## GIVEN PROBLEM
Place the lines below into a Markdown table with the columns No. and Text, starting at the line that contains "Query: brick paver patio" and ending at the line that contains "Query: green grass lawn", both included. Give each line its own row and leave out any blank lines.

## DATA SUPPLIED
%%
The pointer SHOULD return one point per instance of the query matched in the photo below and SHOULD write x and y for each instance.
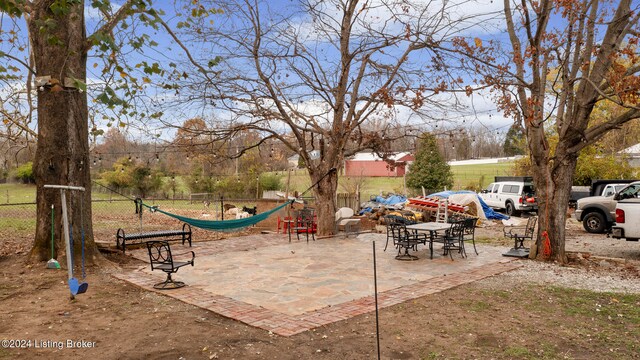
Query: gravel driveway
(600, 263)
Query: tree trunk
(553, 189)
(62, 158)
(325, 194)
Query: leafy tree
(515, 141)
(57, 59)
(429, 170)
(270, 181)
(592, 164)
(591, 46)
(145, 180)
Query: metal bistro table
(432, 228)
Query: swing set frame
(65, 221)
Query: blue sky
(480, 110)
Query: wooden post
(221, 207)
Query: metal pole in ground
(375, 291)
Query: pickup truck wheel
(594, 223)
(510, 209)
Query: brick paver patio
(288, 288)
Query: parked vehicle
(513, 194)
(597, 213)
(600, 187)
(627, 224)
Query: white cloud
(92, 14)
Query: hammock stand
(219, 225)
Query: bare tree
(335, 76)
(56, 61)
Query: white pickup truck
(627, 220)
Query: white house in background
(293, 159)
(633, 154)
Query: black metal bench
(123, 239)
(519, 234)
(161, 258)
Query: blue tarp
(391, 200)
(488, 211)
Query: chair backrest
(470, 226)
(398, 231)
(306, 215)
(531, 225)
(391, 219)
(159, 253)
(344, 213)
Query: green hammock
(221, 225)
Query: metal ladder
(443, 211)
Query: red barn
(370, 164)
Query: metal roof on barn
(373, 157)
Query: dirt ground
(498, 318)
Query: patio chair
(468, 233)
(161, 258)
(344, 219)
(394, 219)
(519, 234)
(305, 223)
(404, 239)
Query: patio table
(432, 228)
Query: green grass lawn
%%
%%
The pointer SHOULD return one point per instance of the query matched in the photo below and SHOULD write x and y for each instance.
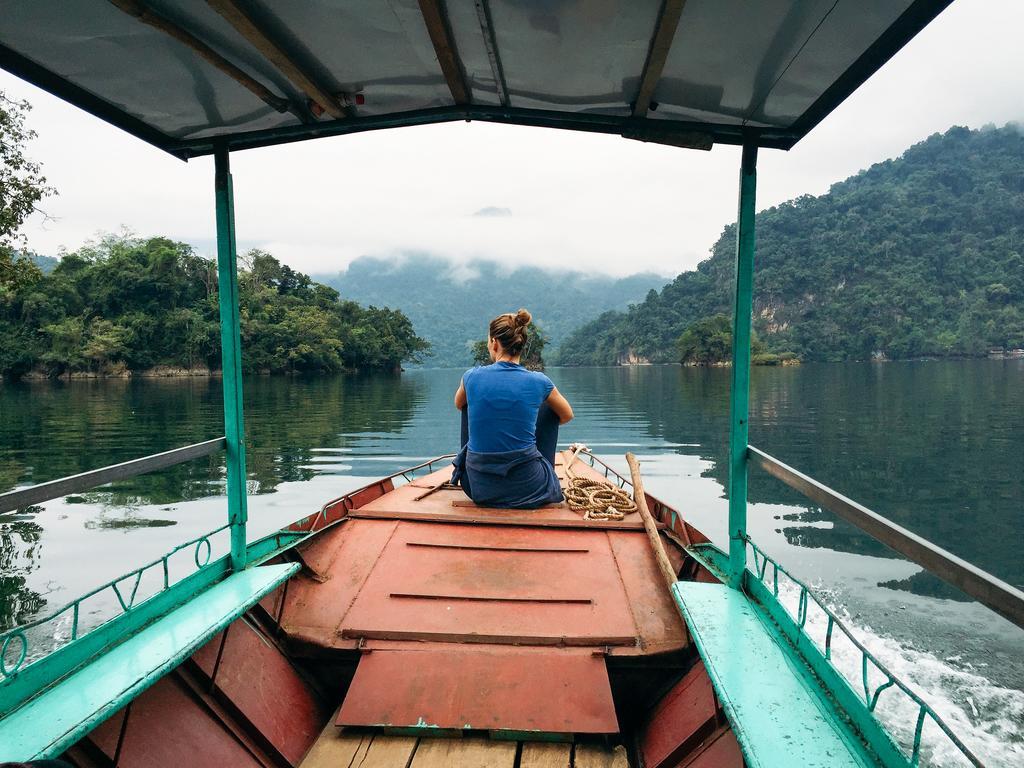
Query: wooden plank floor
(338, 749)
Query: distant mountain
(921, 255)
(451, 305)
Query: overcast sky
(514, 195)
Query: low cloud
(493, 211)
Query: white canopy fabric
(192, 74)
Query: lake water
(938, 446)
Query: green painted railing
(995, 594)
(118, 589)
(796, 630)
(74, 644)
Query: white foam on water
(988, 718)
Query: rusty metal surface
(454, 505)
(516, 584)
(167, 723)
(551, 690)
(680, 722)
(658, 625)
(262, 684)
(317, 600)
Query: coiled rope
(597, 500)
%%
%%
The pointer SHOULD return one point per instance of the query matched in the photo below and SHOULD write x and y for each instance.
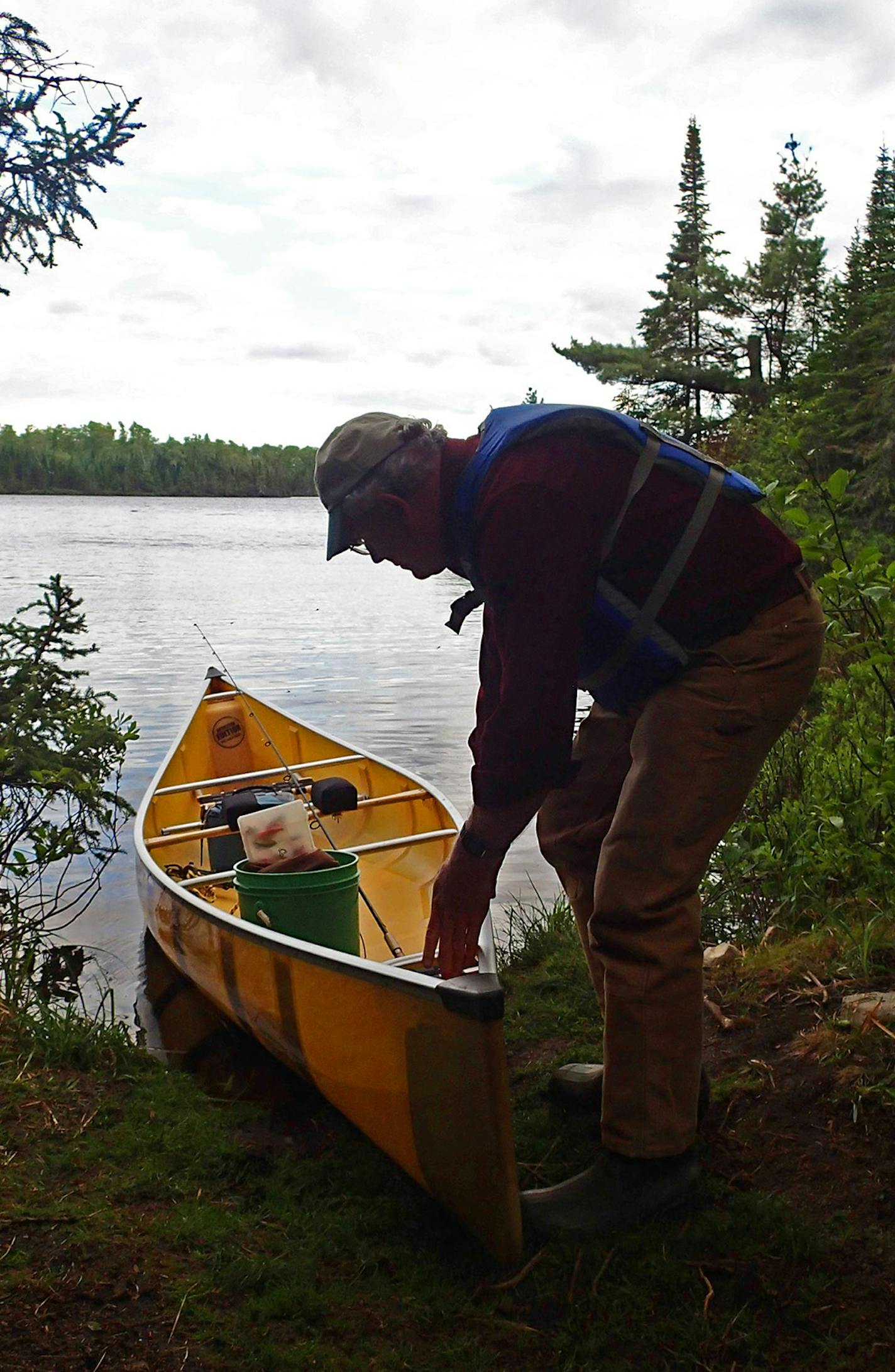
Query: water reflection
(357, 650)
%%
## CORRECT RESPONSE
| No. | Text |
|---|---|
| 1 | Query: brick paver patio |
| 2 | (288, 288) |
| 3 | Query: parked vehicle |
| 4 | (513, 194) |
| 5 | (597, 213) |
| 6 | (600, 187) |
| 7 | (627, 224) |
| 8 | Query: white cloud |
| 9 | (92, 14) |
| 10 | Query: hammock stand |
| 11 | (219, 225) |
| 12 | Query: bare tree |
| 13 | (335, 76) |
| 14 | (56, 61) |
| 15 | Query: white pickup truck |
| 16 | (627, 220) |
| 17 | Query: white house in background |
| 18 | (293, 159) |
| 19 | (633, 154) |
| 20 | Query: black metal bench |
| 21 | (123, 239) |
| 22 | (519, 234) |
| 23 | (161, 258) |
| 24 | Query: blue tarp |
| 25 | (391, 200) |
| 26 | (488, 211) |
| 27 | Query: chair backrest |
| 28 | (470, 226) |
| 29 | (398, 231) |
| 30 | (306, 215) |
| 31 | (531, 225) |
| 32 | (391, 219) |
| 33 | (159, 253) |
| 34 | (344, 213) |
| 35 | Query: green hammock |
| 36 | (221, 225) |
| 37 | Query: metal ladder |
| 38 | (443, 211) |
| 39 | Query: red barn |
| 40 | (370, 164) |
| 41 | Query: metal roof on barn |
| 42 | (373, 157) |
| 43 | Query: dirt ground |
| 44 | (498, 318) |
| 45 | Query: patio chair |
| 46 | (468, 233) |
| 47 | (161, 258) |
| 48 | (344, 219) |
| 49 | (394, 219) |
| 50 | (519, 234) |
| 51 | (305, 223) |
| 52 | (404, 239) |
| 53 | Query: patio table |
| 54 | (432, 228) |
| 55 | Query: green grass lawn |